** Goal **
Give each line of all the rows below as a JSON list of strings, one string per line, skipping blank lines and leaving the pictures out.

** Image region labeling entries **
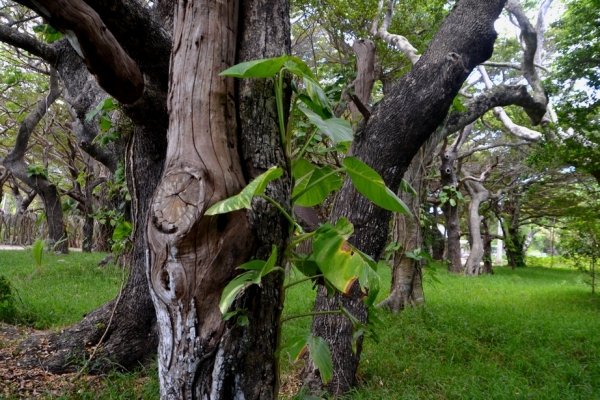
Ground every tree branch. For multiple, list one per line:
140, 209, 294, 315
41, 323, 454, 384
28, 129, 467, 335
0, 25, 57, 65
13, 0, 144, 104
371, 0, 421, 64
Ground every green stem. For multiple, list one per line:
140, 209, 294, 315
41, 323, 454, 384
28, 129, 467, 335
286, 231, 317, 251
273, 74, 289, 159
292, 167, 347, 203
296, 129, 318, 160
255, 194, 304, 233
279, 310, 342, 325
283, 274, 323, 290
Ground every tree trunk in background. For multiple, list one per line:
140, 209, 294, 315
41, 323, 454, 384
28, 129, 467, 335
148, 0, 290, 399
465, 181, 490, 276
378, 131, 440, 312
481, 215, 494, 274
348, 39, 375, 123
2, 69, 69, 254
502, 193, 526, 269
305, 0, 505, 395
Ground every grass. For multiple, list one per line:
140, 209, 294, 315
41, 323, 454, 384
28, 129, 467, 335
284, 267, 600, 399
0, 250, 121, 329
0, 251, 600, 400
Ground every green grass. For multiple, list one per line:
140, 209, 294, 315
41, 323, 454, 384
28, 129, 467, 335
0, 250, 121, 329
0, 251, 600, 400
284, 268, 600, 399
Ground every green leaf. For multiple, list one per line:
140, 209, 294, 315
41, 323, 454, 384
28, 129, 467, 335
277, 332, 312, 361
219, 271, 260, 315
452, 95, 467, 112
284, 56, 317, 81
100, 114, 112, 132
219, 54, 289, 78
308, 336, 333, 383
344, 157, 412, 216
235, 315, 248, 326
313, 218, 371, 294
205, 166, 283, 215
31, 239, 44, 267
292, 159, 343, 207
304, 76, 331, 111
292, 254, 321, 277
111, 221, 133, 241
400, 179, 419, 198
298, 104, 353, 143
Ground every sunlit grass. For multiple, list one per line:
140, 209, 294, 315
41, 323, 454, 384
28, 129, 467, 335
0, 251, 600, 399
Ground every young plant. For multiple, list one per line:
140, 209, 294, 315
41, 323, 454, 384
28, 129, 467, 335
206, 55, 411, 383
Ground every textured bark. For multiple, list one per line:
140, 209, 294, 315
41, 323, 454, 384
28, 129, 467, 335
465, 181, 490, 276
148, 0, 289, 399
307, 0, 505, 395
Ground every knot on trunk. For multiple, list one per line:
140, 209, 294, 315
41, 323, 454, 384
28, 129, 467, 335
151, 171, 205, 238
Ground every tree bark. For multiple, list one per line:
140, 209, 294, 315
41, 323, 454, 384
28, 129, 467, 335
148, 0, 290, 399
306, 0, 505, 395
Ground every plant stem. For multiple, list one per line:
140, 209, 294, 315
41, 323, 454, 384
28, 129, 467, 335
296, 128, 318, 160
255, 194, 304, 233
292, 167, 347, 204
286, 231, 317, 251
283, 274, 323, 290
280, 310, 342, 324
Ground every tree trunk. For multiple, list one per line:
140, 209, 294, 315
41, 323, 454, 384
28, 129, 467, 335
482, 216, 494, 274
305, 0, 505, 395
2, 69, 69, 254
465, 181, 489, 276
148, 0, 290, 399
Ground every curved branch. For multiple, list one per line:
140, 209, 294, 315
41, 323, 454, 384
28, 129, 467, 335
0, 25, 57, 65
371, 0, 421, 64
443, 85, 537, 136
16, 0, 144, 104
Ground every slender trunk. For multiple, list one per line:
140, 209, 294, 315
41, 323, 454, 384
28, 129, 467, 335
305, 0, 505, 395
482, 217, 494, 274
465, 181, 489, 276
442, 202, 463, 274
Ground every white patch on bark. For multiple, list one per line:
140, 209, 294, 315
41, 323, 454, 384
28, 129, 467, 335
210, 347, 225, 400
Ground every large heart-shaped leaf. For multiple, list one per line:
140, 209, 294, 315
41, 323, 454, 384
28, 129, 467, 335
284, 56, 317, 81
292, 159, 343, 207
219, 245, 282, 316
344, 157, 412, 216
313, 218, 371, 294
304, 76, 331, 110
205, 167, 283, 215
219, 55, 288, 78
279, 332, 333, 383
219, 270, 264, 315
298, 104, 353, 143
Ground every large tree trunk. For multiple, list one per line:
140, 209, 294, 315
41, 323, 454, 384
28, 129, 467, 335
306, 0, 505, 395
148, 0, 289, 399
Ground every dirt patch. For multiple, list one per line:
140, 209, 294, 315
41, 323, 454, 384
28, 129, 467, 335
0, 323, 100, 399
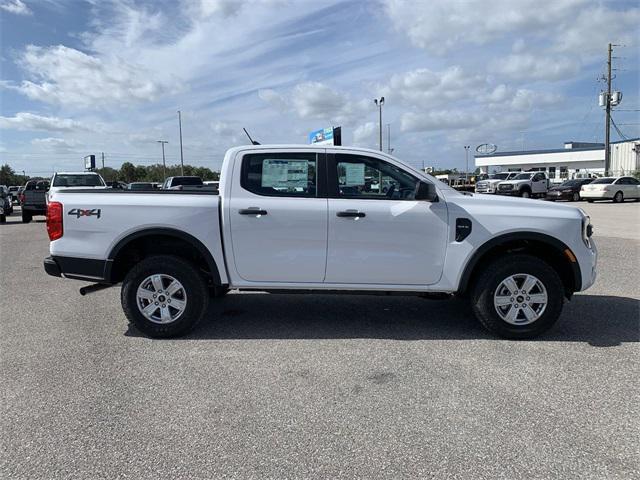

** Expected output **
[
  "Ground every tree branch. For multiple, list one per line:",
  "140, 209, 294, 315",
  "41, 323, 454, 384",
  "28, 129, 467, 335",
  "0, 25, 57, 65",
  "13, 0, 144, 104",
  "371, 0, 421, 64",
  "Ground every green stem. For multiple, list one per line:",
  "140, 209, 294, 315",
  "41, 323, 454, 384",
  "28, 129, 467, 335",
  "286, 231, 317, 251",
  "273, 74, 289, 159",
  "292, 167, 347, 203",
  "296, 129, 318, 160",
  "255, 194, 304, 233",
  "279, 310, 342, 325",
  "283, 274, 323, 290",
  "Ground every tree trunk in background. For multiple, list one per line:",
  "140, 209, 294, 315",
  "41, 323, 454, 384",
  "28, 129, 467, 335",
  "148, 0, 290, 399",
  "465, 181, 490, 276",
  "378, 131, 440, 312",
  "481, 215, 494, 274",
  "348, 39, 375, 123",
  "2, 69, 69, 254",
  "502, 193, 526, 269",
  "305, 0, 505, 395",
  "Ground every grass. For multiple, list one per line:",
  "140, 209, 294, 315",
  "41, 323, 454, 384",
  "28, 129, 467, 335",
  "284, 267, 600, 399",
  "0, 250, 121, 329",
  "0, 251, 600, 400",
  "Ground every green grass. For multiple, list one per line:",
  "140, 209, 294, 315",
  "41, 323, 454, 384",
  "28, 129, 467, 335",
  "0, 250, 121, 329",
  "0, 251, 600, 400",
  "284, 268, 600, 399",
  "Ground every green leaf. For multiple, list one per line:",
  "140, 209, 294, 315",
  "41, 323, 454, 384",
  "28, 129, 467, 335",
  "277, 332, 312, 361",
  "219, 271, 260, 315",
  "452, 95, 467, 112",
  "284, 56, 317, 81",
  "100, 114, 112, 132",
  "219, 54, 289, 78",
  "308, 336, 333, 383",
  "344, 157, 412, 216",
  "235, 315, 248, 326",
  "313, 218, 371, 294",
  "205, 166, 283, 215",
  "31, 239, 44, 267",
  "292, 159, 343, 207",
  "304, 76, 331, 111",
  "292, 254, 321, 277",
  "111, 221, 133, 241",
  "400, 179, 419, 198",
  "298, 104, 353, 143",
  "Ground every sunlit grass. For multiple, list one per line:",
  "140, 209, 294, 315",
  "41, 323, 454, 384",
  "28, 129, 467, 335",
  "0, 251, 600, 399",
  "Ground every young plant. For multiple, list one per line:",
  "140, 209, 294, 315",
  "41, 323, 454, 384",
  "28, 129, 467, 335",
  "206, 55, 411, 383",
  "Ground every textured bark. For multiple, list one per line:",
  "140, 209, 294, 315",
  "41, 323, 454, 384",
  "28, 129, 467, 335",
  "465, 181, 490, 276",
  "148, 0, 289, 399",
  "307, 0, 505, 395",
  "Ground every knot on trunk. For multiple, list one per line:",
  "140, 209, 294, 315",
  "41, 323, 454, 384",
  "28, 129, 467, 335",
  "151, 171, 205, 238",
  "Ground every tree bark. For multiple, list one per line:",
  "140, 209, 294, 315",
  "41, 323, 454, 384",
  "28, 129, 467, 335",
  "148, 0, 290, 399",
  "306, 0, 505, 395",
  "Ground every plant stem. For multiple, list one per line:",
  "140, 209, 294, 315",
  "41, 323, 454, 384",
  "28, 129, 467, 335",
  "296, 128, 318, 160",
  "255, 194, 304, 233",
  "292, 167, 347, 204",
  "286, 231, 317, 251",
  "283, 274, 323, 290",
  "280, 310, 342, 324",
  "Ground every tree trunk. For multiple, list one per line:",
  "140, 209, 294, 315",
  "41, 323, 454, 384",
  "28, 129, 467, 335",
  "482, 216, 494, 274",
  "305, 0, 505, 395",
  "2, 69, 69, 254",
  "465, 181, 489, 276",
  "148, 0, 290, 399",
  "Ground every curved branch. For multiple, list one per line:",
  "140, 209, 294, 315",
  "41, 323, 454, 384",
  "28, 129, 467, 335",
  "0, 25, 57, 65",
  "371, 0, 421, 64",
  "443, 85, 537, 136",
  "16, 0, 144, 104",
  "Ground every slender trunk. For multiple, list one per line:",
  "140, 209, 294, 315",
  "41, 323, 454, 384",
  "28, 129, 467, 335",
  "305, 0, 505, 395",
  "482, 217, 494, 274",
  "465, 181, 489, 276",
  "442, 202, 463, 274",
  "Ground every white patch on bark. For multiple, list one per line:",
  "140, 209, 294, 315",
  "41, 323, 454, 384",
  "28, 129, 467, 335",
  "210, 347, 225, 400",
  "Ground every large heart-shaped leaf. For multiple, list one per line:",
  "140, 209, 294, 315",
  "41, 323, 454, 384",
  "28, 129, 467, 335",
  "284, 56, 317, 81",
  "292, 159, 343, 207",
  "219, 245, 282, 316",
  "344, 157, 412, 216",
  "313, 218, 371, 294",
  "304, 76, 331, 110",
  "205, 167, 283, 215",
  "219, 55, 288, 78",
  "279, 332, 333, 383",
  "219, 270, 264, 315",
  "298, 104, 353, 143",
  "Ground every large tree trunk. For multiple, list one per line:",
  "140, 209, 294, 315",
  "41, 323, 454, 384",
  "28, 129, 467, 335",
  "306, 0, 505, 395",
  "148, 0, 289, 399",
  "Ground every dirt patch. For multiple, list one per line:",
  "140, 209, 294, 315",
  "41, 323, 454, 384",
  "28, 129, 467, 335",
  "0, 323, 100, 399"
]